### Document excerpt
····················

Oldboy (2003). On the very impressive one-take scene in the hall, the main character takes on countless mooks by himself aided only by a hammer. Sorta justified in that the main character spent over 10 years working out and practiced fighting, whereas the extent of practice the gangbangers he faced had was probably limited to intimidating people with weapons. And he didn't make it out unscathed.
Played with and lampshaded in Spy Kids, when two good guys are easily overpowered by two robots... then later in the film, four good guys come up with a plan under the assumption they can hold their own against 500 of those same robots. Luckily. Floop ends up reprogramming them to render them harmless just in time.
Gregorio: I'll take the hundred on the right… Ingrid, you take the hundred on the left. Carmen, hundred center-left. Juni, center-right. It'll work. It'll work.
Any time a group of ships appear, be it Klingon or Federation, count on them getting wrecked. A single ship, especially if it's named Enterprise, is going to kick ass. This is hilariously evident in the series even moreso (see TV examples). Of course, in the film, the one and only time that happened was when everyone was showing up without a clue that there was an enemy, and the same ship could have wrecked the single ship too at that time, even with warning.
Inverted in a deleted scene from the same movie; right after we see the Narada destroy the Kelvin, a large number of Klingon ships decloak and are able to capture it. (Granted, the ship had been somewhat damaged already.) Later, it's flipped again, Uhura picks up the Klingon transmission that a Romulan vessel wiped out over 40 Klingon ships during their escape.

····················

### Recorded data

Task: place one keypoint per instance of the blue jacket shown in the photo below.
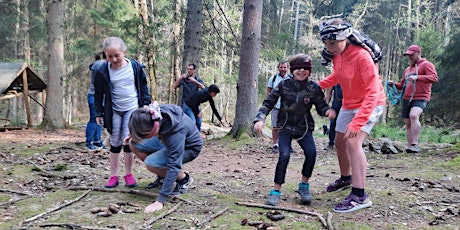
(103, 91)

····················

### Objectives
A. In the film examples text, what is the only weapon the main character of Oldboy uses during the one-take hallway fight?
B. Go on with the film examples text after its final sentence, in the same style.

### Per-task answers
A. A hammer.

B.
Star Trek Into Darkness: Several squads of Klingons vs. four main characters. Three guesses who wins and the first two don't count.
Batman Begins skirts the edge of this trope. Bruce Wayne only fights one member of the League of Shadows during his escape (all the others were too busy dodging explosions); still, one might wonder how Bruce was the only ninja to escape the exploding dojo. (The answer: he wasn't). When he takes up the Batman mantle officially, he is able hold his own against four ninjas at once. This is Lampshaded to a certain degree with Batman's training as its designed to teaching him how to face vastly superior numbers and Ducard even declares Bruce his greatest student.
The Matrix trilogy: This applies to Agents and other superpowered avatars of computer programs in the Matrix throughout the trilogy. Mostly justified in that whenever someone's facing a large group of them, that someone is Neo after unlocking his powers as the One.
When Neo and the others face the Merovingian's henchmen, just two of them go after Morpheus and Trinity and give them a lot of trouble, while Neo handles the rest. In addition to Neo being Neo, this is caused by the fact that those two are Made of Air.
Seraph fights Neo alone and they seem evenly matched, with no particular explanation as to why Seraph would be so much more powerful than everyone else.
In Scott Pilgrim vs. The World Scott has little trouble mopping the floor with Lucas Lee's(The second evil ex's)stunt team, while only being able to defeat Lee by goading him into doing an insanely dangerous stunt on his skateboard.
Repeated just before the battle with Gideon. Scott effortlessly mops up mooks en masse before settling into a one-on-one Boss Fight that goes wrong.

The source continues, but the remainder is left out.